Si Edward Arentz détenait la clef du marché américain du cinéma, il ne fait aucun doute qu’il l’utiliserait. Il dirige Music Box, une société de distribution spécialisée – comme son nom ne l’indique pas – dans les films en langue étrangère. Basée à Chicago, la compagnie a déjà distribué une quinzaine de films en français, parmi lesquels Ne le dis à personne de Guillaume Canet, Mesrine, Potiche, Gainsbourg vie héroïque ou encore les deux opus d’OSS 117 réalisés par Michel Hazanavicius, avec un certain… Jean Dujardin.
Mais à chaque fois, à en croire Edward Arentz, il fait un « énorme pari ». « Le succès d’un film étranger n’est pas une science exacte : il n’y a pas de recette magique qui marche à tous les coups ! »
De manière générale, faire de l’argent avec un film étranger aux Etats-Unis n’est pas facile. Ces quatre dernières années, le top cinq des films internationaux diffusés dans les salles obscures a rapporté en cumulé moins de 40 millions de dollars. Les films français sont relativement bien diffusés par rapport aux autres films étrangers – avec une cinquantaine de films tous les ans, il est en tête des cinémas non-américains les plus distribués – mais ils connaissent des années plus ou moins fastes. En 2010 par exemple, les entrées de films made in France ont accusé une chute de 45% (13 millions d’entrées en 2010 contre 23 millions en 2009, selon Unifrance), faute de « blockbusters ». Les Etats-Unis sont le premier marché du cinéma français à l’export.

**CONSIGNE A:** D’après le texte sur la distribution des films étrangers aux États-Unis, dans quelle ville la société Music Box est-elle basée ?
**CONSIGNE B:**
Pour chacune des affirmations suivantes, indiquez par oui ou par non si elle concorde avec le texte sur la distribution des films étrangers aux États-Unis, et citez à l’identique les mots du texte qui tranchent.
(i) Music Box a déjà distribué une quinzaine de films en français.
(ii) En 2010, les entrées des films français ont augmenté.
(iii) Les États-Unis sont le deuxième marché du cinéma français à l’export.

**MATÉRIEL FOURNI:**
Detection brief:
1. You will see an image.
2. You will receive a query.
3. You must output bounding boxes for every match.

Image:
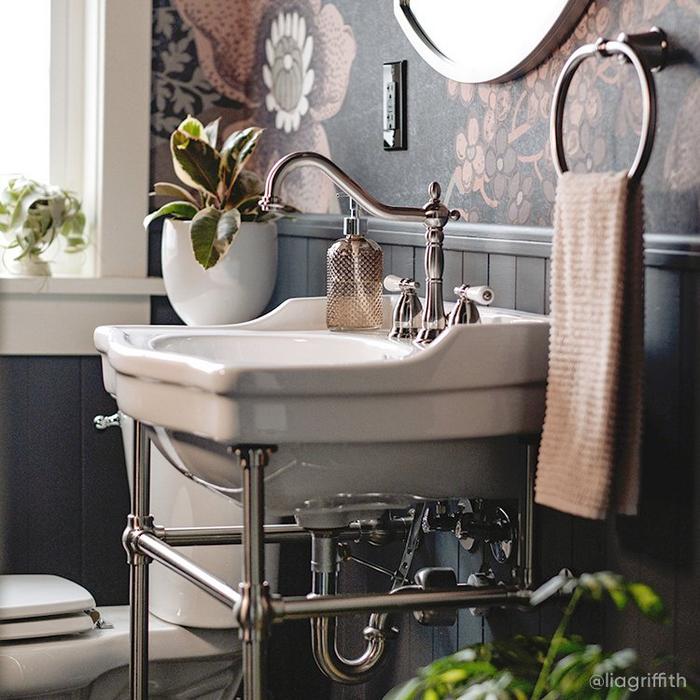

**RÉPONSE RÉDIGÉE A:** Music Box est basée à Chicago.

**RÉPONSE RÉDIGÉE B:**
(i) Oui : « la compagnie a déjà distribué une quinzaine de films en français ».
(ii) Non : « les entrées de films made in France ont accusé une chute de 45% ».
(iii) Non : « Les Etats-Unis sont le premier marché du cinéma français à l’export. »